Passage to read:
☆ ☆ ☆ ☆ ☆
Famous problem: single number (XOR trick)
Given an array where every element appears twice except one, find the unique element in O(n) time and O(1) space:
function singleNumber(nums) {
let x = 0;
for (const n of nums) x ^= n;
return x;
}
singleNumber([2, 2, 1]); // 1
singleNumber([4, 1, 2, 1, 2]); // 4
XOR is associative and commutative, and a ^ a = 0. So XORing all elements cancels every pair, leaving just the unique element. The trick generalizes: to find two singletons in a "every-other-element-twice" array, XOR everything to get a ^ b, isolate a bit where they differ with (a^b) & -(a^b), then partition by that bit and XOR each half separately.
Python implementation
def popcount(x):
# Python's int has arbitrary precision; this returns popcount for non-negative x.
count = 0
while x:
x &= x - 1
count += 1
return count
# Python 3.10+ has a built-in
n = (1234).bit_count() # → 6
# Other tricks (32-bit semantics required)
def clear_lowest(x): return x & (x - 1)
def lowest_bit(x): return x & -x
def is_power_of_2(x): return x > 0 and (x & (x - 1)) == 0
def trailing_zeros(x): return (x & -x).bit_length() - 1 # for x > 0
# Numpy for bulk operations
import numpy as np
a = np.array([12, 7, 256, 1024], dtype=np.uint32)
# numpy has no native popcount; use:
def numpy_popcount(arr):
a = arr.copy()
a = a - ((a >> 1) & 0x55555555)
a = (a & 0x33333333) + ((a >> 2) & 0x33333333)
a = (a + (a >> 4)) & 0x0F0F0F0F
return (a * 0x01010101) >> 24
More tricks worth knowing
- Round up to next power of 2.
x--; x |= x >> 1; x |= x >> 2; x |= x >> 4; x |= x >> 8; x |= x >> 16; x++;— 7 ops, no branches. - Branchless absolute value.
int mask = x >> 31; return (x + mask) ^ mask;— uses arithmetic right shift to broadcast the sign bit. - Branchless min and max.
☆ ☆ ☆ ☆ ☆
Record list:

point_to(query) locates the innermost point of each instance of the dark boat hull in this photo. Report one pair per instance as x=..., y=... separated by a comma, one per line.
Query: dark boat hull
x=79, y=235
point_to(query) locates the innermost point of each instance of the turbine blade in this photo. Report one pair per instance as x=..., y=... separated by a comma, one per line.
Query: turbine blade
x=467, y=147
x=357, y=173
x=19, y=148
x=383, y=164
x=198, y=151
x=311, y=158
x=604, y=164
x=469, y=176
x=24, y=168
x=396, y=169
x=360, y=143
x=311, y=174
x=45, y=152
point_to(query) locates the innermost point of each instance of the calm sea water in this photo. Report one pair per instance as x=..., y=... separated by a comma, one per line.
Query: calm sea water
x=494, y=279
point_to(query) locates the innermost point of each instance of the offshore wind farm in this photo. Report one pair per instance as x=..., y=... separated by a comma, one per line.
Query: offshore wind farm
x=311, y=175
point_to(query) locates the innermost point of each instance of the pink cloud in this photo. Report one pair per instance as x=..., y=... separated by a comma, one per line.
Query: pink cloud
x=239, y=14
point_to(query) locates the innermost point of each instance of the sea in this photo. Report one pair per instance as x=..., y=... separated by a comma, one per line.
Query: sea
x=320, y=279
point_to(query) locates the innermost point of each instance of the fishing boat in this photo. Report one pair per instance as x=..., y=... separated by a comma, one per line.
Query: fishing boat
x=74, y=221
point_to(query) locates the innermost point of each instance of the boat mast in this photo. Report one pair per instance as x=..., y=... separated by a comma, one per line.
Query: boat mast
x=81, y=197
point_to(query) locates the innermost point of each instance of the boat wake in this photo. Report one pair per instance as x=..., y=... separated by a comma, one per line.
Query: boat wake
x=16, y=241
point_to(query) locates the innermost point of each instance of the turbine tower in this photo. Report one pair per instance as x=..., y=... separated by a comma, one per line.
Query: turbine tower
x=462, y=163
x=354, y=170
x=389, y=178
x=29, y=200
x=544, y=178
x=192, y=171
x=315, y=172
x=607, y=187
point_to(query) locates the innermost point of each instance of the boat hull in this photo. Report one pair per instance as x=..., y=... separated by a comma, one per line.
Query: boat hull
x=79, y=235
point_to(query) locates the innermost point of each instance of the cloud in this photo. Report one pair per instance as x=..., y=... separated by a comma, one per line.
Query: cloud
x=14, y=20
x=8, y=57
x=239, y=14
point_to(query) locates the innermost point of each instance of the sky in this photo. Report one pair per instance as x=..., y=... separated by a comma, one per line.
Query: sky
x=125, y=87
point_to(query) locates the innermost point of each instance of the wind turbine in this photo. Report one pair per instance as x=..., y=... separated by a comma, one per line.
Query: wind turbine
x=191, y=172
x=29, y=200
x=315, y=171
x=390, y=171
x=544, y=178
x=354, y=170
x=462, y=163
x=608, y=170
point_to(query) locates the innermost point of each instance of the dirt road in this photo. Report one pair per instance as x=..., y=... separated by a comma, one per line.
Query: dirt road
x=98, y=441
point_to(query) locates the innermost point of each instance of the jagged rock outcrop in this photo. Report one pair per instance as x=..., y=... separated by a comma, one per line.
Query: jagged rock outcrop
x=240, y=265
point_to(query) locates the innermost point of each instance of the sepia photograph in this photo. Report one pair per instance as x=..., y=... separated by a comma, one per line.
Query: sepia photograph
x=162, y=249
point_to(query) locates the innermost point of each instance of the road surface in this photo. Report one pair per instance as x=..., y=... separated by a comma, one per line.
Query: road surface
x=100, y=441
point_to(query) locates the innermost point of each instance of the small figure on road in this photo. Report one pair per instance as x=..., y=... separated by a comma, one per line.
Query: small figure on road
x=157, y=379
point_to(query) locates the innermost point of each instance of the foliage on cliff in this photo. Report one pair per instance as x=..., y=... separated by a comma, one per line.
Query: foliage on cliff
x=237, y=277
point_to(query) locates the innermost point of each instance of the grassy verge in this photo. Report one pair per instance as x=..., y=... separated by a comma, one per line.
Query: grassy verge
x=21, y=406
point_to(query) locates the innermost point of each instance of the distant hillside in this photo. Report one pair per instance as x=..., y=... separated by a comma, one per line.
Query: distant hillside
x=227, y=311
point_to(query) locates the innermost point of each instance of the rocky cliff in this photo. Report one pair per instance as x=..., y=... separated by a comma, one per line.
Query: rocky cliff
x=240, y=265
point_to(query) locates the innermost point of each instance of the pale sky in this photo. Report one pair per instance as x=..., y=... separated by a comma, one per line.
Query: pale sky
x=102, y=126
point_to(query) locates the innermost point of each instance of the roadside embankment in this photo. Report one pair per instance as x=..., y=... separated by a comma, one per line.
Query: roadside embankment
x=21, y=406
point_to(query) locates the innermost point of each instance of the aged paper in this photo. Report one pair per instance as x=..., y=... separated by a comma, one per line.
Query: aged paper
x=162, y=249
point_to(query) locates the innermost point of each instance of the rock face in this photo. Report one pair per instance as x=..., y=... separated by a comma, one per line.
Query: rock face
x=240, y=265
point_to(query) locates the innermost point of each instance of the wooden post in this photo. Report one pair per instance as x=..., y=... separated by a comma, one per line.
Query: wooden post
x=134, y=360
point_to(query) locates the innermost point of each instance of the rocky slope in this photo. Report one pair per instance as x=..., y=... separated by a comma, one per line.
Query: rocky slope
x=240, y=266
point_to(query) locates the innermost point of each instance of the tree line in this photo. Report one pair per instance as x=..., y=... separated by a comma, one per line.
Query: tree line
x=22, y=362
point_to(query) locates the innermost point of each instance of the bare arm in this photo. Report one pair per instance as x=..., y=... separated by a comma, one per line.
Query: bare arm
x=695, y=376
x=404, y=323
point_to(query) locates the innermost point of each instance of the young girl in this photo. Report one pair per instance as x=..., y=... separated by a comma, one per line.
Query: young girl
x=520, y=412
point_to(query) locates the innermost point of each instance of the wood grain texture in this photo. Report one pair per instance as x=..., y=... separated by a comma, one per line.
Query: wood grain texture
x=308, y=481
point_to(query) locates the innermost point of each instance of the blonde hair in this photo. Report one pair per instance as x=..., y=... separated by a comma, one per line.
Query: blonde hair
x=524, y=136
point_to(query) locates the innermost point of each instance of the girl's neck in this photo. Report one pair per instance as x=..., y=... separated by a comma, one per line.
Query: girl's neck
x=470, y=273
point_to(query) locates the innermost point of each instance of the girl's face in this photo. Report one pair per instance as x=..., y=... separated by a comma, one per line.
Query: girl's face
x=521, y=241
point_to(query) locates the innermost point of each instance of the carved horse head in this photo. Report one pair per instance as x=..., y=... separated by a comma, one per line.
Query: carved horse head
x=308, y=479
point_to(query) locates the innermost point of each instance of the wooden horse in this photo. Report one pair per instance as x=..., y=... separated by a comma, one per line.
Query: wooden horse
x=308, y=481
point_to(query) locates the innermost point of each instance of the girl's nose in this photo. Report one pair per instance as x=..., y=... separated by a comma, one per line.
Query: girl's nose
☆ ☆ ☆ ☆ ☆
To be done:
1. How many lines of the records contain the string "texture"? Case counts. Give only the number.
2. Continue the bit-manipulation text above from the point where it stops.

Responses to the exercise:
1. 2

2.
y ^ ((x ^ y) & -(x < y))for min; replace<with>for max. Faster than CMOV when the branch is unpredictable. - Toggle a bit.
x ^= 1 << n. Set:x |= 1 << n. Clear:x &= ~(1 << n). Test:(x >> n) & 1. - Detect overflow on add.
(a + b) < afor unsigned. For signed, check the sign-bit XOR pattern of operands and result. - Average without overflow.
(a & b) + ((a ^ b) >> 1)computes(a + b) / 2without intermediate overflow. - Sign extension from k bits.
(x ^ (1 << (k - 1))) - (1 << (k - 1))— turns a k-bit value into its sign-extended 32-bit equivalent. - Find lowest bit position.
__builtin_ctz(x)= count trailing zeros = log₂(x & -x). Single-cycle TZCNT on Haswell+.
Common bugs and edge cases
- x − 1 when x = 0. Unsigned subtraction wraps around to
UINT_MAX, then ANDing gives 0 — accidentally fine. Signed: implementation-defined in C before C23. Always guard withif (x)if unsure. - Negation overflow.
−INT_MINis undefined behavior in C (overflows becauseINT_MAX = −INT_MIN − 1). Use−(unsigned)xfor the bit trick to be safe. - Shift by ≥ word size.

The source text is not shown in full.